- **What is asked**
1. In the email about the French agriculture book, rewrite the paragraph beginning "This came in via an associate" as a shorter version that keeps its main facts.
2. Carry on the email about the French agriculture book from its last sentence.

- **Text section**

============================================================

European Agriculture - new translation
Susan K. Jarnagin (jarnagin@iastate.edu)
Wed, 29 Apr 1998 11:20:12 -0500
>Date: Tue, 28 Apr 1998 15:52:24 -0500
>From: Derrick N Exner <dnexner@iastate.edu>
>Subject: French book
>
>This came in via an associate at the U of Kentucky. It descends into
>rhetoric at times, and it's evidently a literal translation, but it does
>articulate one vision of a European agriculture that is competitive without
>being carnivorous.
>-Rick Exner
>
>>From: Hal Hamilton <hhamilton@centerss.org>
>>To: "'IFFS'" <iffs@nal.usda.gov>
>>Subject: French book
>>Date: Mon, 27 Apr 1998 14:05:11 -0400
>>
Here's a summary of what I believe to be a
>>fascinating document. If you want the whole thing (about
>>50 pages) when we get it finished, let me know at
>>hhamilton@centerss.org
>>
>>Agriculture, A Necessary Turn, The Group of Bruges
>>Introduction and Summary, by Hal Hamilton
>>
>>This small book has been roughly translated from French and
>>is now being edited at the Center for Sustainable Systems.
>> It was written in 1996.

============================================================

- **Stored rows**
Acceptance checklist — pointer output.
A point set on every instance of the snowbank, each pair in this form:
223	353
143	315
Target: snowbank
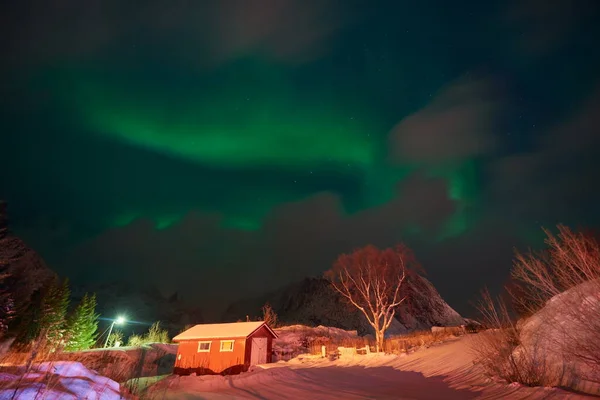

============================================================

- **Responses to the exercise**
1. Forwarded by an associate at the U of Kentucky, the piece is a literal translation that sometimes lapses into rhetoric. Still, it sets out one vision of a European agriculture that is competitive without being carnivorous.

2.
>>
>>The book originated with meetings in the French town of
>>Seillac, and was considerably elaborated by a group of
>>people from all over Europe, including the former French
>>Minister of Agriculture Edgard Pisani. It calls for a
>>"vast social mobilization around the agriculture question."
>>
>>The context of this document is the evolution of the Common
>>Agricultural Policy (CAP) of the European Union. The CAP
>>was established after the devastation of World War II, and
>>its primary objective was food self-sufficiency. Now, of
>>course, that goal has been vastly surpassed, with the EU
>>having become a major exporter (often "dumper") of
>>commodities on the world market. With the conclusion of
>>the Uruguay round of GATT, some of the foundation stones of
>>the CAP were removed, particularly production based subsidy
>>payments, and so EU farmers are no longer so "sheltered
>>from the harshness of the market."
>>
>>Although the CAP before the 1990s was successful at
>>stimulating production, it also contributed to
>>over-production, extremely intensive use of fertilizer and
>>pesticides, and environmental damage.
>>
>>This "western model of production and consumption,"
>>including intensive specialized production and the
>>separation of livestock from crop agriculture, is
>>frequently promoted as the model for the rest of the world
>>to emulate, and it is linked to the deregulation of
>>agriculture through trade policy.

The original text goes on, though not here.